─── Supplied passage
Keycloak vs authentik (2026)
A side-by-side comparison of features, pricing, licensing, and self-hosting.
Keycloak vs authentik
Bottom line: choose Keycloak for maximum enterprise protocol coverage and a decade of proven deployments; choose authentik if you want the same fundamental capabilities with a dramatically shorter time-to-configured.
Keycloak is a CNCF-incubating project with Red Hat backing that has been running in regulated-industry production environments since 2013. Its Java/Quarkus stack handles high availability via Infinispan clustering, supports the full breadth of LDAP/AD federation, SAML 2.0, OIDC, and UMA 2.0, and integrates deeply with enterprise middleware. The trade-off is operational weight: the JVM demands at least 1–2 GB per node, cold-start times are measured in seconds rather than milliseconds, and first-time configuration across realms, clients, and mappers has a steep learning curve.
authentik is a Python/Django identity provider launched in 2019 with a visual flow designer at its center. The same OIDC, SAML 2.0, LDAP, and RADIUS protocols are all present, but configuration happens through a drag-and-drop stage pipeline rather than deeply nested XML-style screens. Developers who are not identity specialists consistently report getting authentik running with a working SSO flow in under an hour. The MIT community edition is free with no user limits; enterprise audit logs and support require a paid license.
When Keycloak wins: existing Red Hat/Kubernetes infrastructure, requirements for UMA 2.0 fine-grained authorization, organizations with dedicated Java ops teams, or integrations that rely on mature Keycloak-specific client adapters.
When authentik wins: teams moving off Auth0 that want to self-host but can't absorb a Keycloak learning spike, smaller organizations with generalist DevOps, and any setup where fast iteration on auth flows matters more than maximum federation breadth.
Keycloak
Battle-tested open-source identity and access management with SSO, OIDC, and SAML.
──────
Can you rewrite the paragraph of the Keycloak vs authentik comparison that begins "authentik is a Python/Django identity provider" as a short bulleted list that keeps its main facts?
─── Dataset records
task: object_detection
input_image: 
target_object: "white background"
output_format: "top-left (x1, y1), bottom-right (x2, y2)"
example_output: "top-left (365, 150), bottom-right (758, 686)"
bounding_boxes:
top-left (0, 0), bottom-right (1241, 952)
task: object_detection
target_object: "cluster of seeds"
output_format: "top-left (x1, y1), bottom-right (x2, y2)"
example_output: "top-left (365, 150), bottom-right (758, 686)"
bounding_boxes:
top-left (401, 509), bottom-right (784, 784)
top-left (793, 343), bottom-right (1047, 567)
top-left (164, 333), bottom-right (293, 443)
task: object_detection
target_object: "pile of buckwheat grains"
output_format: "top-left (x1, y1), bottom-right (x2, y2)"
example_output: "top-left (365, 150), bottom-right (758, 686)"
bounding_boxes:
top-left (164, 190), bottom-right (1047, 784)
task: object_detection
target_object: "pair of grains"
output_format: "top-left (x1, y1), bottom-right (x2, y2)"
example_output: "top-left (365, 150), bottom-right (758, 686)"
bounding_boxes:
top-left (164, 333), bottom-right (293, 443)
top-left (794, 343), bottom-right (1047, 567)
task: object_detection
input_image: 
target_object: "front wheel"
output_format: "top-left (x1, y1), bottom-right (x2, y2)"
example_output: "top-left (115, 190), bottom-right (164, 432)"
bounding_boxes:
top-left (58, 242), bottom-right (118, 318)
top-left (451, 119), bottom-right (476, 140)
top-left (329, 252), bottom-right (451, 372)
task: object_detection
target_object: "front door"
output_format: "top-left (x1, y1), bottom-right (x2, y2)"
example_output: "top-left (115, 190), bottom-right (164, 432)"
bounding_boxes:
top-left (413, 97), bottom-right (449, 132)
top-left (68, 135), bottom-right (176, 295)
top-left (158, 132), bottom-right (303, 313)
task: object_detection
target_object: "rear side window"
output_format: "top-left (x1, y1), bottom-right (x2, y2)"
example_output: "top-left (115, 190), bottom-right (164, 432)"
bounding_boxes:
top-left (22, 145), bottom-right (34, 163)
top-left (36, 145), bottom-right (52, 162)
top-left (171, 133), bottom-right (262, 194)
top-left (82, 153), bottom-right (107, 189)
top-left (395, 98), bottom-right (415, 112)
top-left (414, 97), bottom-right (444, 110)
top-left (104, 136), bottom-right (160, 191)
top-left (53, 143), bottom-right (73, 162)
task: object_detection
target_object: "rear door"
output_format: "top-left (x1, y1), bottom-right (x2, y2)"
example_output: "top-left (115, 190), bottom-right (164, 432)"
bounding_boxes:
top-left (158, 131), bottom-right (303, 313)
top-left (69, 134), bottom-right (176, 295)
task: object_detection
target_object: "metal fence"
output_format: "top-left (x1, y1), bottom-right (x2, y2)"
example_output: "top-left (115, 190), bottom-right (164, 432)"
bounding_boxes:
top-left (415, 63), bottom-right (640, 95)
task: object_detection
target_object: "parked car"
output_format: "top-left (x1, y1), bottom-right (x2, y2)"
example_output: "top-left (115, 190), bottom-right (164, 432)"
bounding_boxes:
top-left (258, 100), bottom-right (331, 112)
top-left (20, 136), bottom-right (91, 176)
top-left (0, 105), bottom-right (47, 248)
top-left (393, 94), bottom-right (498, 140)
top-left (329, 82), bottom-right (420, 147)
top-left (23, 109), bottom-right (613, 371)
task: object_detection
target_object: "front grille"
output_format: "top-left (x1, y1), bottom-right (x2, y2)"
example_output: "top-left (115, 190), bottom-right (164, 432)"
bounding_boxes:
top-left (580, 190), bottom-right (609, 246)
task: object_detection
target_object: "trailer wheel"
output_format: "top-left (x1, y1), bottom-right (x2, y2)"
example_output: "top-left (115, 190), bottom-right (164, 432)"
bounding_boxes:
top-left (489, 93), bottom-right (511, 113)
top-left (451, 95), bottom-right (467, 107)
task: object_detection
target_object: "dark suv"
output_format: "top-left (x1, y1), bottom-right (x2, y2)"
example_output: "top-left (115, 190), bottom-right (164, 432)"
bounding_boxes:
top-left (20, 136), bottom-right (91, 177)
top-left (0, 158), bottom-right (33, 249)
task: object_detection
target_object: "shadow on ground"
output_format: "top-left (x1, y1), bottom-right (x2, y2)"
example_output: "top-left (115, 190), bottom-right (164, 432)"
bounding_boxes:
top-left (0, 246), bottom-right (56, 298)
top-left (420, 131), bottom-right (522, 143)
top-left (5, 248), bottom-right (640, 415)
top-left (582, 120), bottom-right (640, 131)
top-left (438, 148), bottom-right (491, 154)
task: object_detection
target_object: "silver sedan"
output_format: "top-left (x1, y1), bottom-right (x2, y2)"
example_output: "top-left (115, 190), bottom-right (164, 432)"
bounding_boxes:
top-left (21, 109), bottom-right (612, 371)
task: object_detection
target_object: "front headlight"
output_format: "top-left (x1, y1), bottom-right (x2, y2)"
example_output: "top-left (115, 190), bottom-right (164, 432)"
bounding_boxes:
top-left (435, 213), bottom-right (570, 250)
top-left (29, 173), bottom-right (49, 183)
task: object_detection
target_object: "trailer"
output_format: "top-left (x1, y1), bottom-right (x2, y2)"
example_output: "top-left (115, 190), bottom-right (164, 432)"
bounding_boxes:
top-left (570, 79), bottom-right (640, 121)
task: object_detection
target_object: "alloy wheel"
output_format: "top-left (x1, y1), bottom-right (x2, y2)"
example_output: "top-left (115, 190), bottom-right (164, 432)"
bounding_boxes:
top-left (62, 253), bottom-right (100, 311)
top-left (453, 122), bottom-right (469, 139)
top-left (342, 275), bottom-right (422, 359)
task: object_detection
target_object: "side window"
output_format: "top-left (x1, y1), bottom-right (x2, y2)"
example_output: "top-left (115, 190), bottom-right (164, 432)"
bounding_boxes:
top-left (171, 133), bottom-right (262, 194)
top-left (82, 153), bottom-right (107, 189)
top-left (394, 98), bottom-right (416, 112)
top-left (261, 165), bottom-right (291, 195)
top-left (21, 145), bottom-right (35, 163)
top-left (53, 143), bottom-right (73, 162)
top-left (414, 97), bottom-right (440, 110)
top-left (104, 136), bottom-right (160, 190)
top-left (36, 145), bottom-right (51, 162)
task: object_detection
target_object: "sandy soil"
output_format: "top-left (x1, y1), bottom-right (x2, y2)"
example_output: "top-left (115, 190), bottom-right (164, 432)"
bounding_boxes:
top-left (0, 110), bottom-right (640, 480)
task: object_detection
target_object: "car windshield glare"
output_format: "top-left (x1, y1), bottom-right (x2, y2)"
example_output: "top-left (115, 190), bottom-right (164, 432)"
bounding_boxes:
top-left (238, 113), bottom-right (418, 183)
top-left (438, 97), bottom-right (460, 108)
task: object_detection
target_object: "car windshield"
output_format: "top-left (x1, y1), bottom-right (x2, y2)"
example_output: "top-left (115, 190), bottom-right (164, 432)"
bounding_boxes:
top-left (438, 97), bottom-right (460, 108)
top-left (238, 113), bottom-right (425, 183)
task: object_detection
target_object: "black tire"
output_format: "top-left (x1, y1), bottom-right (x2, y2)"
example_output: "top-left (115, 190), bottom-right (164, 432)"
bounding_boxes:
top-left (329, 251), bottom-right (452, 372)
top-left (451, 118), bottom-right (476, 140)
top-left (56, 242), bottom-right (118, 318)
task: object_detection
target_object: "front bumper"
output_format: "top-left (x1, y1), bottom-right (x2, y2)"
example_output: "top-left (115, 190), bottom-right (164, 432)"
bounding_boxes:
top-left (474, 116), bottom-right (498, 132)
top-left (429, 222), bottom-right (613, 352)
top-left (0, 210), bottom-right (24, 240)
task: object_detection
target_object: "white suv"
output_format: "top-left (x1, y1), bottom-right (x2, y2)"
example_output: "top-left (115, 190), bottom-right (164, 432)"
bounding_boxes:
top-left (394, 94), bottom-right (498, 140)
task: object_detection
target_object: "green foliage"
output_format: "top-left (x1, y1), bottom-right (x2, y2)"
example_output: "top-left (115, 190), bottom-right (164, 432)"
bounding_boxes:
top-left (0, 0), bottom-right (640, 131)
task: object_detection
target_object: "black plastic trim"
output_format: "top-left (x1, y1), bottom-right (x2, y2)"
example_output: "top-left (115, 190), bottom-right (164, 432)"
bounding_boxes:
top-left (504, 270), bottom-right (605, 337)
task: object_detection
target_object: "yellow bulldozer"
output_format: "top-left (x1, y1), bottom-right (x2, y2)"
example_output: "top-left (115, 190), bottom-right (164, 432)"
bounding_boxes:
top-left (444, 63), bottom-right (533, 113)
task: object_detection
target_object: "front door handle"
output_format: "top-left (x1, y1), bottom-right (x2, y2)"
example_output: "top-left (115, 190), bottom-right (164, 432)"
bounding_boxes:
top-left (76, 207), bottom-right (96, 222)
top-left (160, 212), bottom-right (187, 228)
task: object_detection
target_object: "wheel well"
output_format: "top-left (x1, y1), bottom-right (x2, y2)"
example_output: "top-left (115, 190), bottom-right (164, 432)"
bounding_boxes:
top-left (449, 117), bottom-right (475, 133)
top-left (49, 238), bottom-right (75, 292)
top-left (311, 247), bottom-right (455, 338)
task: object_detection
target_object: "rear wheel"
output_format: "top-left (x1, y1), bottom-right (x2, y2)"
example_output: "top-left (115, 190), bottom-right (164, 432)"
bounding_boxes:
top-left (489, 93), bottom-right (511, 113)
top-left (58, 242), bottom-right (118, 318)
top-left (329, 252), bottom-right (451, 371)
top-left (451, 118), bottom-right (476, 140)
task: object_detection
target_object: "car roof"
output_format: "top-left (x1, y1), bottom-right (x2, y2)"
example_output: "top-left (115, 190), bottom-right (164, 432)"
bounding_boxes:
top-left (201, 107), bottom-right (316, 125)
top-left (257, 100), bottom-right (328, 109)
──────
Task result:
- A Python/Django identity provider launched in 2019, built around a visual flow designer.
- Supports OIDC, SAML 2.0, LDAP, and RADIUS.
- Configured through a drag-and-drop stage pipeline instead of deeply nested XML-style screens.
- Developers who aren't identity specialists consistently report a working SSO flow in under an hour.
- The MIT community edition is free with no user limits. Enterprise audit logs and support require a paid license.